Given text =

[Start]

# Aquarium Stand/Cabinet Advice



## Salinger (Jan 1, 2018)

As I mentioned in another thread, I'm going with a Miracles 23 gallon long aquarium. It is 36" x 12" x 12". They'll be delivering that once we finalize everything and now that my tank size is settled, I need to consider stand or cabinet options. As the tank will be in my living room, I'm thinking a wood cabinet with doors so that I can store food and supplies etc out of site underneath.

I asked Miracles about their stands and they quoted me $495 for a cabinet made of maple wood in my choice of colour. I've no doubt it would be exemplary quality and better than most anything I'm going to find at retail, but $500 is far more than I was budgeting for in a stand. While it might be a reasonable price, I'd like to think I can find something suitable for much less. I was thinking around $200 or even less, am I dreaming?

I see a 36" (well, the description says 35¾ but I'm assuming it was made for 36" aquariums?) stand at PetSmart for $175 https://tinyurl.com/yc59ot62 It says it's made of particleboard which is even less sturdy than MDF so I'm not sure how good or bad that would be. Anyone have experience with PetSmart's TopFin stands? I see some cabinets on Ikea's site that would fit the bill size-wise, but since they're not intended for aquariums, I'm not sure they'd support the weight.

Any suggestions or advice on an appropriate stand or where to look would be most helpful and appreciated. That said, I know some of you are going to suggest making a simple stand myself, but I'll preemptively take that out of the equation. I am not handy whatsoever, and honestly, I wouldn't even know how to start. I wouldn't trust a potted plant on a stand that I built, let alone an aquarium full of water.


----------



## TOtrees (Sep 21, 2017)

[End]

What is asked =
Answer these questions from the aquarium stand thread:
(a) What are the dimensions of the Miracles aquarium?
(b) How much did Miracles quote for its maple cabinet?
(c) What material is the PetSmart stand made of?
Rely only on the aquarium stand thread when answering.

Bounding box annotation rows
[Start]

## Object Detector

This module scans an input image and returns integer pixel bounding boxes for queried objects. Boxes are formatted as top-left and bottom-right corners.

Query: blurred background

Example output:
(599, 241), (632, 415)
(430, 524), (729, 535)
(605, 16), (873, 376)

[End]

Output for this task =
(a) 36" x 12" x 12"
(b) $495
(c) Particleboard